===== Passage for review =====

What SARS Looks Like on a Chest X-Ray

On imaging, SARS creates a distinctive but nonspecific pattern in the lungs. Early chest X-rays show patchy areas of haziness, called ground-glass opacities, that can appear in one or both lungs. These cloudy regions represent areas where the air sacs are filling with fluid and inflammatory material, partially blocking the passage of X-rays. Some patients also show denser white patches, known as consolidation, where sections of lung tissue have become so saturated that they look almost solid.

As the disease progresses, these findings can spread. In severe cases, imaging reveals extensive bilateral ground-glass opacities throughout both lungs, along with consolidation concentrated in the lower lobes. A case documented in the American Journal of Roentgenology showed a previously healthy 55-year-old man whose initial X-ray revealed widespread haziness in the right lung with relative sparing of the left lung apex, which then progressed to diffuse consolidation in both lungs after intubation. CT scans provide more detail, showing patchy areas of affected tissue interspersed with lobular areas of normal, spared lung. These imaging patterns are not unique to SARS. They overlap with other viral pneumonias and respiratory distress syndrome, which is why imaging alone couldn’t confirm a diagnosis.

===== Data =====

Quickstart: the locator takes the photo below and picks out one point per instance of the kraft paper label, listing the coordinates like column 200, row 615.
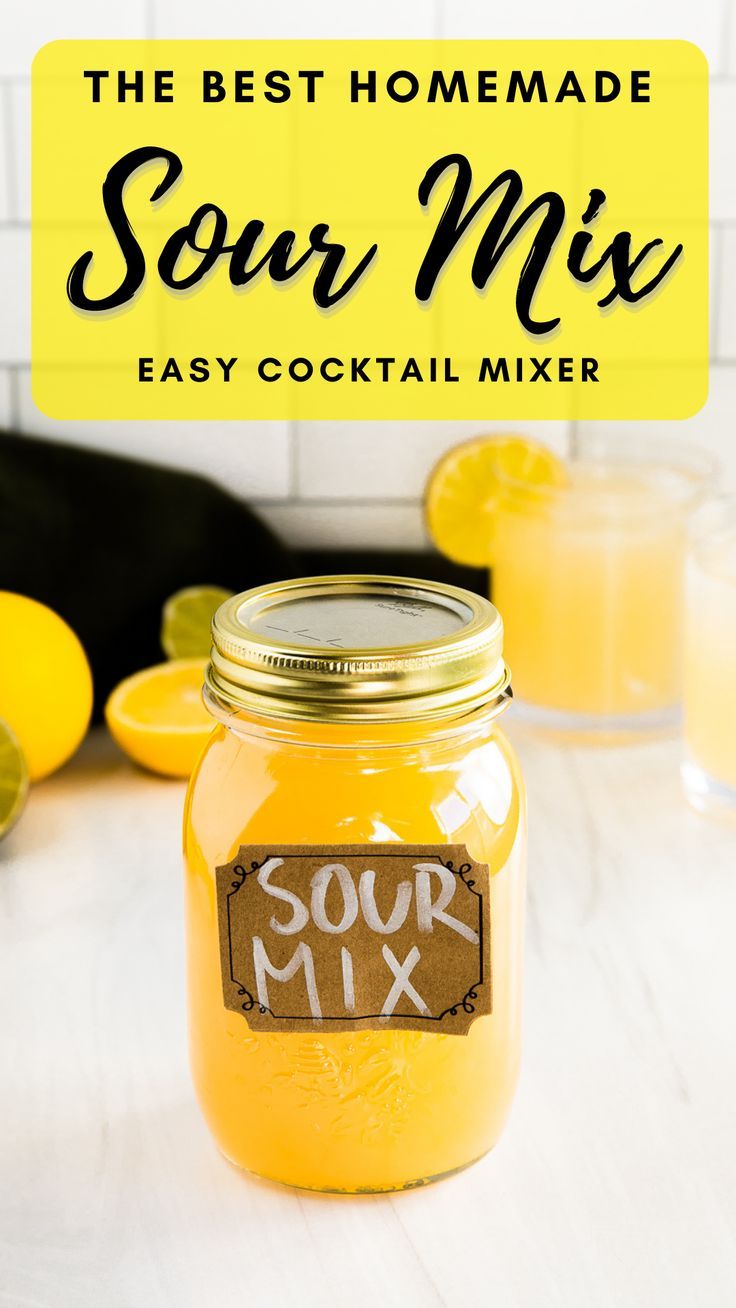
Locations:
column 370, row 229
column 323, row 938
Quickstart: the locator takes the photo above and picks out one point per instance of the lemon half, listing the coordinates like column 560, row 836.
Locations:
column 158, row 718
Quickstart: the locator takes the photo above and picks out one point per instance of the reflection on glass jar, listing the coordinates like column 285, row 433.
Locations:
column 395, row 744
column 588, row 578
column 709, row 769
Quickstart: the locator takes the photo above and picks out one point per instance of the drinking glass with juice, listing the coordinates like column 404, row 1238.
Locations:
column 709, row 768
column 587, row 557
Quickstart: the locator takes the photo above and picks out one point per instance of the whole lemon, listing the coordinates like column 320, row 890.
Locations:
column 45, row 683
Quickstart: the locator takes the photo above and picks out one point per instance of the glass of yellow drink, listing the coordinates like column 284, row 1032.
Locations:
column 709, row 768
column 587, row 574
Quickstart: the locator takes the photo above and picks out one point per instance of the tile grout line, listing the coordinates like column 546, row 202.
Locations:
column 11, row 162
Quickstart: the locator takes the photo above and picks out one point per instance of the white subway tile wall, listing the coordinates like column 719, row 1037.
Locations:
column 349, row 484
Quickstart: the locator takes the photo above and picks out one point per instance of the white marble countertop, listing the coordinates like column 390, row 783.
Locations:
column 615, row 1183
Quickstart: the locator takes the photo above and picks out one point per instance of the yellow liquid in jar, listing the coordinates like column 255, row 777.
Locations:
column 364, row 1109
column 710, row 663
column 588, row 585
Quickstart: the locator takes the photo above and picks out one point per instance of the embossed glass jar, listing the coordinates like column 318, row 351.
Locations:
column 354, row 845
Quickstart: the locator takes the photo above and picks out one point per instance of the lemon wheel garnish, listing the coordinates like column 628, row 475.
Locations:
column 464, row 489
column 13, row 780
column 187, row 618
column 158, row 718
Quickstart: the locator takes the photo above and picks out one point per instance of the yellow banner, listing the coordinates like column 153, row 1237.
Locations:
column 369, row 229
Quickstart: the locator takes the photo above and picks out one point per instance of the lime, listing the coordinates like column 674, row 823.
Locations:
column 13, row 780
column 186, row 620
column 464, row 491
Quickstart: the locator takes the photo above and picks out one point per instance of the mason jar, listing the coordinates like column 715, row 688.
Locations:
column 354, row 849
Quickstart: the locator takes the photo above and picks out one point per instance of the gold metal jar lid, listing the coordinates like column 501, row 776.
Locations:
column 356, row 649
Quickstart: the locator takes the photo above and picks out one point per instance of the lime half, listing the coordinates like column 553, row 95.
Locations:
column 187, row 618
column 13, row 780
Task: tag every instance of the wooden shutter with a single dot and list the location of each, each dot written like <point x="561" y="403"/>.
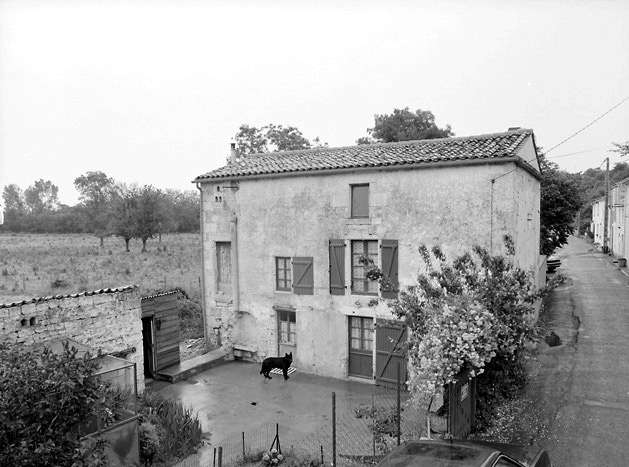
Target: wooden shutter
<point x="390" y="267"/>
<point x="337" y="267"/>
<point x="303" y="277"/>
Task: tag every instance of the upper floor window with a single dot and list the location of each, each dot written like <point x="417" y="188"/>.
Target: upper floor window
<point x="360" y="200"/>
<point x="367" y="249"/>
<point x="283" y="274"/>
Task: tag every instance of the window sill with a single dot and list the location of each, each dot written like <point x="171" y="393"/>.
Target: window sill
<point x="359" y="221"/>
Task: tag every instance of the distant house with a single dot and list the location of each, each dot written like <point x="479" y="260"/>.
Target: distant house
<point x="617" y="241"/>
<point x="282" y="234"/>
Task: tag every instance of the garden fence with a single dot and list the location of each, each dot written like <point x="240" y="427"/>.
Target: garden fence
<point x="357" y="434"/>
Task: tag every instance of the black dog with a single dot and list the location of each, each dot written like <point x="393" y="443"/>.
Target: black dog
<point x="277" y="362"/>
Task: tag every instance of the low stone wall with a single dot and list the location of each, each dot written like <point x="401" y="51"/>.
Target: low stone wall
<point x="109" y="320"/>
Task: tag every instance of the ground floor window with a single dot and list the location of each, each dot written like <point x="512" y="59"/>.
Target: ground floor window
<point x="360" y="346"/>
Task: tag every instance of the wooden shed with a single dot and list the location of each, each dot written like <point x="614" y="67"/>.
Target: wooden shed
<point x="160" y="332"/>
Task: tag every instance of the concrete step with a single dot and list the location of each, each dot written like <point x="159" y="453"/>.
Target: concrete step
<point x="188" y="368"/>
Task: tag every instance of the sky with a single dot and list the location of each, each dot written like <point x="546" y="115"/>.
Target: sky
<point x="153" y="91"/>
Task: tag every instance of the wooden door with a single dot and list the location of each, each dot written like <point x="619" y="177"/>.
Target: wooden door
<point x="390" y="340"/>
<point x="360" y="346"/>
<point x="287" y="333"/>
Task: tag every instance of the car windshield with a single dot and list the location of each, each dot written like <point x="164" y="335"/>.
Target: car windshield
<point x="420" y="454"/>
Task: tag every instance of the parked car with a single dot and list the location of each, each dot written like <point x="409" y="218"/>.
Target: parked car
<point x="552" y="263"/>
<point x="438" y="453"/>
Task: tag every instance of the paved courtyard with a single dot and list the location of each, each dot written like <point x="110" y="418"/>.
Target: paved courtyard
<point x="234" y="398"/>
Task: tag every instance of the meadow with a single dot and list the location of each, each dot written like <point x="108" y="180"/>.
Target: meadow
<point x="37" y="265"/>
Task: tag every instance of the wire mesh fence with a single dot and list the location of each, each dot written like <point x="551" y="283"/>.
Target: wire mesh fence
<point x="357" y="434"/>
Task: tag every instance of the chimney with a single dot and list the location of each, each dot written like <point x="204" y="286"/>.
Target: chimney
<point x="234" y="154"/>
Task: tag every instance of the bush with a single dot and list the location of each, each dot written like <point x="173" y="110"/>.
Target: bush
<point x="149" y="442"/>
<point x="504" y="379"/>
<point x="44" y="399"/>
<point x="179" y="431"/>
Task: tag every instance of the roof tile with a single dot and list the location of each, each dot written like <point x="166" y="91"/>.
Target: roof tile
<point x="493" y="146"/>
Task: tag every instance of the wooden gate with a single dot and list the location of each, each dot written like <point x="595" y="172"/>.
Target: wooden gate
<point x="461" y="406"/>
<point x="164" y="311"/>
<point x="390" y="341"/>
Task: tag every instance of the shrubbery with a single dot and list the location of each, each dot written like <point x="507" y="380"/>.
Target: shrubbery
<point x="44" y="399"/>
<point x="168" y="431"/>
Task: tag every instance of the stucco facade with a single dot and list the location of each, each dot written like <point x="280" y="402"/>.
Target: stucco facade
<point x="451" y="202"/>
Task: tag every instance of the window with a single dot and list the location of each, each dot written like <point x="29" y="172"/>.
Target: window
<point x="360" y="201"/>
<point x="283" y="275"/>
<point x="224" y="267"/>
<point x="287" y="326"/>
<point x="294" y="274"/>
<point x="361" y="333"/>
<point x="363" y="249"/>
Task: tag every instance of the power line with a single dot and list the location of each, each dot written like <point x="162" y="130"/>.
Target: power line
<point x="588" y="125"/>
<point x="578" y="152"/>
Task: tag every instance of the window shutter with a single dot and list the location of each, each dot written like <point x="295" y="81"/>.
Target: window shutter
<point x="390" y="267"/>
<point x="303" y="277"/>
<point x="337" y="267"/>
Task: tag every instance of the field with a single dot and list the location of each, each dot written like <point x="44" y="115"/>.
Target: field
<point x="36" y="265"/>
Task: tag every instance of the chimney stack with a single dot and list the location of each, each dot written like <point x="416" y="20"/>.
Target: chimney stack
<point x="234" y="154"/>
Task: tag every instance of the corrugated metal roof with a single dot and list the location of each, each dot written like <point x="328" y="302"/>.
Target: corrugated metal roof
<point x="493" y="146"/>
<point x="125" y="288"/>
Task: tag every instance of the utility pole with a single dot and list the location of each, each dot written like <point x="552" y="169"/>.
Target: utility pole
<point x="606" y="217"/>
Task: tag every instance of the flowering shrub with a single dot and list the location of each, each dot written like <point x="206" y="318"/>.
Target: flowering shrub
<point x="463" y="314"/>
<point x="273" y="457"/>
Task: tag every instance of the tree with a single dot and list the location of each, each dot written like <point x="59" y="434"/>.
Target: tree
<point x="123" y="213"/>
<point x="622" y="148"/>
<point x="45" y="398"/>
<point x="404" y="125"/>
<point x="270" y="138"/>
<point x="473" y="314"/>
<point x="95" y="193"/>
<point x="561" y="199"/>
<point x="41" y="197"/>
<point x="148" y="215"/>
<point x="14" y="207"/>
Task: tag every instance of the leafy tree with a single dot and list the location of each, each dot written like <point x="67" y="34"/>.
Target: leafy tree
<point x="622" y="148"/>
<point x="561" y="199"/>
<point x="41" y="196"/>
<point x="14" y="207"/>
<point x="148" y="215"/>
<point x="95" y="193"/>
<point x="123" y="214"/>
<point x="44" y="399"/>
<point x="404" y="125"/>
<point x="269" y="138"/>
<point x="473" y="314"/>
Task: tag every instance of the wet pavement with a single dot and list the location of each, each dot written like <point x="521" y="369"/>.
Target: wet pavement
<point x="235" y="398"/>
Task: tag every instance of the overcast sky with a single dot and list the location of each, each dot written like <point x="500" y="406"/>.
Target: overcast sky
<point x="153" y="91"/>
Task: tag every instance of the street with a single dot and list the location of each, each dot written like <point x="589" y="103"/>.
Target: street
<point x="583" y="384"/>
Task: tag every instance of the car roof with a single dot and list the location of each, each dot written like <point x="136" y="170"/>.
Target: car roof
<point x="437" y="453"/>
<point x="434" y="453"/>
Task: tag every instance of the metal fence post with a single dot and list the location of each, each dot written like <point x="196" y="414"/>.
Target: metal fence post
<point x="333" y="429"/>
<point x="398" y="404"/>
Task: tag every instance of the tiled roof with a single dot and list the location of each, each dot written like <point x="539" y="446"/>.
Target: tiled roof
<point x="493" y="146"/>
<point x="59" y="297"/>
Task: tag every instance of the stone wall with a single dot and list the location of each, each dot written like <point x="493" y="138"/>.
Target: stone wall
<point x="108" y="320"/>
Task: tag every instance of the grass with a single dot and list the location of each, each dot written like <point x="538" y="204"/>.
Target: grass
<point x="36" y="265"/>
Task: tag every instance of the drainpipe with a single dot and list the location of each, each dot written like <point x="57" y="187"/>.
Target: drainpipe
<point x="202" y="261"/>
<point x="233" y="228"/>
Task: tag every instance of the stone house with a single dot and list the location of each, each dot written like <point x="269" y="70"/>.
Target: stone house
<point x="282" y="234"/>
<point x="617" y="240"/>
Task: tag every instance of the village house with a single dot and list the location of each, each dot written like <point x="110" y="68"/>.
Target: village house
<point x="282" y="235"/>
<point x="616" y="242"/>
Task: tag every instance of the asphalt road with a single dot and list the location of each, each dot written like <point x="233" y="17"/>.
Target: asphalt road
<point x="582" y="385"/>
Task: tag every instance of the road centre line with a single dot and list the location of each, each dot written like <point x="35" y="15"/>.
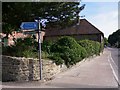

=====

Instructions:
- a) In the passage on SARS chest imaging, what term describes the patchy areas of haziness seen on early chest X-rays?
- b) Return, word for word, the part of the passage on SARS chest imaging starting at "On imaging, SARS" and ending at "look almost solid.".

Results for each task:
- a) Ground-glass opacities.

- b)
On imaging, SARS creates a distinctive but nonspecific pattern in the lungs. Early chest X-rays show patchy areas of haziness, called ground-glass opacities, that can appear in one or both lungs. These cloudy regions represent areas where the air sacs are filling with fluid and inflammatory material, partially blocking the passage of X-rays. Some patients also show denser white patches, known as consolidation, where sections of lung tissue have become so saturated that they look almost solid.